**YOUR OBJECTIVE:**
All of the data below should be written out again exactly.
── WORKING DATA ──
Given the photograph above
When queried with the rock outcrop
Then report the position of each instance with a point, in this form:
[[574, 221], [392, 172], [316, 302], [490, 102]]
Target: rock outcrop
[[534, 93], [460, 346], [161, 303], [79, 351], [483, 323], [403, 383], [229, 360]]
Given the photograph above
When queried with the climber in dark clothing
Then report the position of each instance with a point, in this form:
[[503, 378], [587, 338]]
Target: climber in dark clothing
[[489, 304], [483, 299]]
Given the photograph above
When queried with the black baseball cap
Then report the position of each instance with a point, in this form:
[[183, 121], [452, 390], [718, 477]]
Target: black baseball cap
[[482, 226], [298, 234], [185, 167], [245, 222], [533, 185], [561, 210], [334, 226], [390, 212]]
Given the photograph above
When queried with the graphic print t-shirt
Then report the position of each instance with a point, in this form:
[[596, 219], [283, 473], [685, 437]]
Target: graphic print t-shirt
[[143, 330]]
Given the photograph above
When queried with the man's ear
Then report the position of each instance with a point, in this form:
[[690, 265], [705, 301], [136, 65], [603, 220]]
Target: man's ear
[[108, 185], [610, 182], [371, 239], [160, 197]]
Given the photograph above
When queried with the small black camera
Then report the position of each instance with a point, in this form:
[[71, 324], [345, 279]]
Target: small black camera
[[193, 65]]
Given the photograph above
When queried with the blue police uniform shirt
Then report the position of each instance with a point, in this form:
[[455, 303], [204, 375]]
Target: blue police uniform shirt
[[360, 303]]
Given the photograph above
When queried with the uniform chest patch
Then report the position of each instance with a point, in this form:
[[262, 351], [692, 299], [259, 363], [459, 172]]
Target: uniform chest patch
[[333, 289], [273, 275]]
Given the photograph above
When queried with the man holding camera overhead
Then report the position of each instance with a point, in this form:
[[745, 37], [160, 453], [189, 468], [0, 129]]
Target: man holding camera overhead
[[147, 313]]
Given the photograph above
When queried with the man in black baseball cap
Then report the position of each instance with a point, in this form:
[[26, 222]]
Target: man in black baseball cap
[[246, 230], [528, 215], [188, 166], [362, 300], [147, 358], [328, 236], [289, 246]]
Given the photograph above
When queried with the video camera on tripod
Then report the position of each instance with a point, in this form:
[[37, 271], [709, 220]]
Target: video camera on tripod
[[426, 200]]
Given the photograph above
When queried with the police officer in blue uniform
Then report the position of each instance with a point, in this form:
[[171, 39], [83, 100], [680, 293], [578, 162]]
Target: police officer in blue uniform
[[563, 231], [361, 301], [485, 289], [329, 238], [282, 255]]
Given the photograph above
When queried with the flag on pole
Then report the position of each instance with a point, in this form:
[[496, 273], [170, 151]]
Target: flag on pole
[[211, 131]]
───
**EXPECTED ANSWER:**
Given the photograph above
When queried with the rock outcrop
Then report the position of each instance with a point, in this form:
[[574, 221], [392, 172], [316, 302], [490, 102]]
Target: rock outcrop
[[534, 93], [460, 346], [161, 303], [79, 351], [483, 323], [403, 383], [229, 360]]
Given the photograph above
When queried with the climber in dark clothing
Then report the position of each instance with a point, in this form:
[[503, 378], [587, 338]]
Target: climber in dark clothing
[[489, 304], [483, 299]]
Given the photograph above
When queried with the black baseball cap
Then report the position of each instance with a point, in this form:
[[183, 121], [452, 390], [718, 477]]
Target: black baseball cap
[[482, 226], [298, 234], [185, 167], [245, 222], [533, 185], [561, 210], [334, 226], [390, 212]]
Given the photograph above
When queried with the graphic print t-shirt
Then report the position of each instance with a point, in this form:
[[596, 219], [283, 473], [685, 437]]
Target: graphic print t-shirt
[[143, 330]]
Given the photograph above
When queried with the man's ear
Then report the position of each instance with a point, in this form:
[[690, 265], [705, 301], [136, 65], [603, 220]]
Target: man's ear
[[108, 185], [610, 182], [371, 239], [160, 197]]
Given the photograph above
When queried with the small black camera
Then report the position of each instance with a point, in this form:
[[71, 324], [345, 279]]
Target: small black camera
[[193, 65]]
Given the photograph above
When queried with the blue police uniform shirt
Then report the position of each instance with a point, in this form:
[[455, 303], [204, 375]]
Target: blue police uniform shirt
[[360, 303]]
Given the photograph above
When queried with the uniform chest patch
Then report the position of each instance with a point, in this form:
[[262, 351], [692, 299], [259, 363], [459, 172]]
Target: uniform chest patch
[[333, 289], [273, 275]]
Given the photograph above
When queried with the man holding camera overhead
Then report the position of each instance with a point, in this form:
[[745, 37], [160, 453], [189, 468], [0, 129]]
Target: man holding camera overhead
[[147, 313]]
Given the photograph above
When queried with the man in black baseball cap
Then report the position of each instance with a point, in this form:
[[26, 222]]
Target: man in black baseball cap
[[246, 230], [528, 215], [188, 166], [362, 300], [147, 358], [328, 236], [289, 246]]
Given the photograph above
When queried with the video camera on tripod
Then report the position of each instance with a point, in this form:
[[37, 271], [709, 220]]
Target: video camera on tripod
[[426, 200]]
Given the photograph above
When queried with the police officer in blue uniform
Then report the position of each instance with a point, in this form:
[[171, 39], [83, 100], [680, 293], [578, 162]]
Target: police officer in blue uniform
[[563, 231], [361, 301], [485, 289], [329, 238], [282, 255]]
Given the photograph above
When queried with the flag on pole
Then report the position of each instance with a point, in this form:
[[496, 273], [170, 151]]
Target: flag on pole
[[211, 131]]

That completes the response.